[EXERCISE REQUIREMENTS] Reproduce every entry below word for word, leaving out the picture.

Entries from a collection:
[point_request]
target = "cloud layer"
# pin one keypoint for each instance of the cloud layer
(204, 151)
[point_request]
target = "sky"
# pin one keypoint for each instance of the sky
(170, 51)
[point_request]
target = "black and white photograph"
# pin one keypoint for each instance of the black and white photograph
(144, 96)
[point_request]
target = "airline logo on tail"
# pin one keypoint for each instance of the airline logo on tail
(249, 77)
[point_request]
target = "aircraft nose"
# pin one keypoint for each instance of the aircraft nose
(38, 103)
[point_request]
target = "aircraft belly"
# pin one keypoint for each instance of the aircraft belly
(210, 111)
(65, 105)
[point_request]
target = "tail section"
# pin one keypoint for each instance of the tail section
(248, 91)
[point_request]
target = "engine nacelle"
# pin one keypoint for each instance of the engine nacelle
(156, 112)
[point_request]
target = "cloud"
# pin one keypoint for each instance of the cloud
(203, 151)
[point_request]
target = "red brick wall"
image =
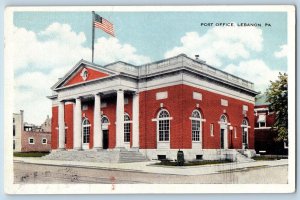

[OUTPUT OF THE EXERCISE]
[point_request]
target = "cloud layer"
# pin one keypoint for each instance of the cloud layer
(204, 151)
[point_request]
target = "sky"
# pin one keypoint for each instance of the sky
(170, 51)
[point_request]
target = "black and white photograph"
# pin one keypoint for each instance of the black and white photograph
(144, 96)
[point_request]
target = "airline logo on tail"
# pin one keypoint for each instance of the airline logo on tail
(249, 77)
[point_request]
target = "aircraft nose"
# pin one keypoint for each instance of the aircraft nose
(38, 103)
[point_request]
target = "aircraft belly"
# pin one keypoint for each instance of the aircraft belly
(210, 111)
(65, 105)
[point_request]
target = "tail section"
# pin one keypoint for each instance of the tail section
(248, 91)
[point_request]
target = "engine nacelle"
# pin one keypoint for each instance of the engine nacelle
(156, 112)
[point_request]
target = "cloud"
# pin one keypoint for each instance of the cloud
(203, 151)
[point_request]
target = "red brick wall"
image =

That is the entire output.